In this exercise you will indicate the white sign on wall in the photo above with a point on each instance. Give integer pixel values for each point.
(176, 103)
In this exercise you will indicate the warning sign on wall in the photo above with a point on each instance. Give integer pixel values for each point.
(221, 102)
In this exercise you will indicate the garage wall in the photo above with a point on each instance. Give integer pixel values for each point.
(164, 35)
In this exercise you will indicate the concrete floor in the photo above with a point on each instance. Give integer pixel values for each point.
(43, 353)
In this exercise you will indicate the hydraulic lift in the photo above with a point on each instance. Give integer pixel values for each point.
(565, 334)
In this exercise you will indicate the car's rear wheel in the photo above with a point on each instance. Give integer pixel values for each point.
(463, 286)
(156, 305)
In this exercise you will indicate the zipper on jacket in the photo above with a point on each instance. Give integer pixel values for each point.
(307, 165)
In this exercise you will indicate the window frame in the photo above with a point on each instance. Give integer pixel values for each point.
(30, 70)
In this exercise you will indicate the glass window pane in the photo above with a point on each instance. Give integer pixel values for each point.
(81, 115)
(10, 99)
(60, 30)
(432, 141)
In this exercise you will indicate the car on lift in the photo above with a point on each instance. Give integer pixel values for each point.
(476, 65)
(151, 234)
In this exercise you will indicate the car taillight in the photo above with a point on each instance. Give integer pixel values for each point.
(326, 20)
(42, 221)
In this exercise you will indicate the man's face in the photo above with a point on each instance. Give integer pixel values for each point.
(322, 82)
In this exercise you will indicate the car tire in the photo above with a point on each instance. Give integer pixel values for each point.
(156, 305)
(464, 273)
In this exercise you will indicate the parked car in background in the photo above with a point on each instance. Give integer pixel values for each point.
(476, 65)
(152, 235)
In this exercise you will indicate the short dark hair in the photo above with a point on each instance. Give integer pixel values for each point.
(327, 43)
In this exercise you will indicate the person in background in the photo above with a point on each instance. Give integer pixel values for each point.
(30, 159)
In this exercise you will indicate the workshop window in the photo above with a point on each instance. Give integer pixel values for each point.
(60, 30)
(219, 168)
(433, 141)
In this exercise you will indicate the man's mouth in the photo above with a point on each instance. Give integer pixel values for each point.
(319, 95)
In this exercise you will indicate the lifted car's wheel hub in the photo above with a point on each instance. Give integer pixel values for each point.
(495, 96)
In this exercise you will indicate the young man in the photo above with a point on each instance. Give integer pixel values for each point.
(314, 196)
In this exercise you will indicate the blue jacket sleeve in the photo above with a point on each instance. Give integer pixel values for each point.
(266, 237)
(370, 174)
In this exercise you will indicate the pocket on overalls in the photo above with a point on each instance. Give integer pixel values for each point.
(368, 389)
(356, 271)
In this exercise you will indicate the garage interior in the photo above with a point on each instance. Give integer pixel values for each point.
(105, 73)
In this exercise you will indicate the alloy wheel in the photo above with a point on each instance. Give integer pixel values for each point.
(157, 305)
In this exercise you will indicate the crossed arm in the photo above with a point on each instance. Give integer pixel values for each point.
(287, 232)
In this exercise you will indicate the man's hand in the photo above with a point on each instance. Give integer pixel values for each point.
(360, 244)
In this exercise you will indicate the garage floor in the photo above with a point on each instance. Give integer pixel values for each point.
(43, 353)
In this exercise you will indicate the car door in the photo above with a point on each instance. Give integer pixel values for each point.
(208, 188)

########################################

_TASK OBJECTIVE_.
Look at the entries above. Then set all of them down again exactly.

_ANSWER BOX_.
In this exercise you will indicate the white sign on wall in the photo above with a point on each instance. Give integer pixel values for each point.
(176, 103)
In this exercise you will indicate the warning sign on wall in the photo above with a point on each instance. Give integer pixel values for each point.
(221, 102)
In this exercise you will indicate the garage wall in the photo above with a point on each instance. Give integer pixel values for each point.
(164, 35)
In this exercise you will indicate the concrete floor in the photo above with a point on each instance. Give integer pixel values for each point.
(43, 353)
In this exercise you will indicate the hydraulic lift in the photo above with a point on each instance. Give integer pixel values for each point.
(565, 334)
In this exercise you will indicate the car's rear wheel in the photo above with a point on each instance. Give integer pixel values for each point.
(463, 286)
(156, 305)
In this exercise you will indicate the zipper on jacket in the photo above with a point on each instance. Give integer pixel values for each point.
(307, 165)
In this exercise you will indicate the window frame in the photo above with a point on each instance. Give integer pixel values for each point.
(30, 70)
In this exercise you will indicate the glass window pane in the photo above with a point on each instance. Give integer pixel values for each point.
(81, 115)
(10, 99)
(60, 30)
(432, 141)
In this exercise you will indicate the car on lift in the photo above with a point on each instance. Give integer pixel values for each point.
(476, 65)
(151, 234)
In this exercise you will indicate the car taillight in the photo above with a point on each instance. Give integer pixel values for each point.
(326, 20)
(42, 221)
In this exercise you will indicate the man's face in the photo above with a point on each instance. Give integer pixel values for each point.
(322, 82)
In this exercise you will indicate the car tire in the photo above with a point on each instance. Give integer pixel values for each point.
(156, 305)
(464, 273)
In this exercise you will indicate the parked car in background in the photo above with a point on each instance. Give integer pixel values for each point.
(476, 65)
(152, 235)
In this exercise you will indicate the short dark hair in the photo above with a point on each instance. Give integer pixel values for each point.
(327, 43)
In this exercise you will indicate the person in background in the photo above with a point on each instance. Give integer pixel values for each point.
(30, 159)
In this exercise you will indicate the workshop window in the photo above with a point on each instance. Give integer pixel values for each point.
(60, 30)
(219, 168)
(433, 141)
In this exercise you will indicate the man's mouth in the photo above with a point on each instance. Give integer pixel values for each point.
(319, 95)
In this exercise you will indicate the lifted car's wheel hub in the photo above with a point on each instance. Give integer pixel values for each point.
(495, 96)
In this exercise you will indicate the young man in the photo above with a point on each instance. Give integer pixel values for each point.
(314, 196)
In this exercise you will indicate the blue jacket sleeve in the photo above with a point on each instance. Give integer pixel values for each point.
(266, 237)
(370, 174)
In this exercise you will indicate the pocket on overalls in the photo above with a point on each instance. Give integer pixel values for each point.
(368, 389)
(356, 271)
In this exercise you will indicate the garage interior in the photo above with a point on each instance. Give integer pixel values for each point.
(105, 73)
In this exercise you will indicate the alloy wheel in the photo above with a point on each instance. Give integer pixel values for each point.
(157, 305)
In this exercise you will indicate the crossed arm in the photo above with a point on each instance. Give integer pixel values for each point.
(287, 232)
In this exercise you will indicate the man's hand in the photo above with a point on each instance. Give integer pixel values for each point.
(360, 244)
In this exercise you will indicate the garage floor in the photo above with a point on each instance. Give integer pixel values for each point.
(43, 353)
In this exercise you will indicate the car door in the photo above with a point on each instance. Give integer pixel values for each point.
(208, 188)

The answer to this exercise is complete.